SELECTED TEXT:

-- start --

But the stipulated scenario is not about highly productive employees. The author is saying that even if he's less productive, he thinks that he should be allowed to work at home.
Obviously, "less productive" is an implicit comparison with some base level of productivity, and we don't know what that level of productivity is. I think that the author implies that he thinks his base level of productivity is "high enough." On the other hand, reading between the lines, his coworkers may think that his base level of productivity is "not actually all that high." And we don't know how much less "less" is.
If an employer has a choice between "happy, unproductive employee" and "unhappy, productive employee," I'll suggest that the rational approach is to get "unhappy, productive employee." In that scenario, you'll get useful work out of the person until they quit, and then you'll have another chance to hire someone who's happy and productive. In the happy, unproductive scenario, that person is a drain on your resources until you fire them, which is inherently more expensive than someone quitting, and often more of a morale hit than an unhappy person quitting is.
(Any real scenario will be more complex than the previous paragraph).
I guess I've been doing it so long that I don't really think of it as allowed anymore. It's just something that I feel is my choice. I've gone so far as to co-found my own consulting company so that no one will get to make that decision for me in the future. I will make my own decisions about how and where I should work.
Well, if you own your own company, I'm not sure who you're justifying yourself to.
If, however, you are in a situation where you have an employer, I'm sorry; you're just wrong. Working from home is not a fundamental human right. You are, or are not, allowed to.

-- end --

Records in a dataset
-- start --

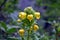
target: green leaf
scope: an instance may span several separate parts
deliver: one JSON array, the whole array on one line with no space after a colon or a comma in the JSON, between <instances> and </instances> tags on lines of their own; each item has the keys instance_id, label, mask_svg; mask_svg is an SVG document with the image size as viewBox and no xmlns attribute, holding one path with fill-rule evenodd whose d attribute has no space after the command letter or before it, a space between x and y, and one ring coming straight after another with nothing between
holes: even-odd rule
<instances>
[{"instance_id":1,"label":"green leaf","mask_svg":"<svg viewBox=\"0 0 60 40\"><path fill-rule=\"evenodd\" d=\"M8 34L11 34L11 33L14 33L14 32L16 32L16 28L11 28L11 29L7 30Z\"/></svg>"},{"instance_id":2,"label":"green leaf","mask_svg":"<svg viewBox=\"0 0 60 40\"><path fill-rule=\"evenodd\" d=\"M1 22L1 27L3 27L5 31L7 31L7 25L4 22Z\"/></svg>"}]
</instances>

-- end --

TASKS TO CARRY OUT:
a - In the remote-work discussion, why does the writer suggest an employer should choose the "unhappy, productive employee" over the "happy, unproductive employee"? Answer in one to three sentences.
b - Please write a continuation of the remote-work discussion, picking up right after its final sentence.

ANSWERS TO THE PROBLEMS:
a - The unhappy but productive employee does useful work until quitting, which then gives the employer another chance to hire someone who is both happy and productive. The happy but unproductive employee drains resources until fired, and firing is inherently more expensive than someone quitting and often hurts morale more.

b -
This idea cuts straight to the heart of the argument.
If you view your employer as a master who gets to tell you how and where and when to work, for the pittance he affords you so you can live to work another day, and so he can take all your extra productivity and initiative and IP and profit from it as he wishes, then I guess you are right.
If you view your contract with your employer as a mutual agreement where you provide a set amount of work for a set amount of money, then your productivity is your own. You can use it for a better life or more money.
I guess this is why I contract. I happen to think my pay should be directly linked to the value I create, rather than an arbitrary amount based on how much it costs me to live, and how long it takes me to find work.
Yeah, a more honest comparison between working from the office and taking dangerous drugs is to actually make that comparison: "come into work or stay home and take Adderall."
Bonus: you will find out which of your staff would rather stay home and do drugs than come to work.
I think your critique is using a major false equivalence. I don't see any suggestion in the article that keeping someone from working from home is on par with forcing them to take Adderall. Instead, both were being held up as examples when discussing the question of what changes employers ask you to make in your life to create productivity. I agree that the Adderall example was hyperbolic and the article would probably be stronger without it, but I don't think any moral equivalence was being asserted.
As to your last point, you don't get paid to be productive (necessarily). You're paid to provide work, and different jobs have different metrics for that. There are for instance substantial differences between salary, hourly wage, and commission work - someone being paid a flat fee for a project has no obligation to be efficient or productive, only to fulfill their stated terms. Diminishing efficiency in favor of happiness is a perfectly reasonable aim, particularly in certain jobs.
He's using a reductio ad absurdem arguement. He takes the principle of "a company valuing productivity over happiness" and extends it to an absurd degree to argue that company's shouldn't prohibit telecommuting in order to increase productivity. It's a pretty stupid argument that is equivalent to saying companies shouldn't do things that are in their own self-interest.
You're right that I'm using reductio ad absurdum, but my goal is to call into question the idea that productivity is all that matters. If we're going to argue things based solely on productivity, then all sorts of absurd policies become viable (Adderall, not hiring pregnant women, not hiring people with disabilities)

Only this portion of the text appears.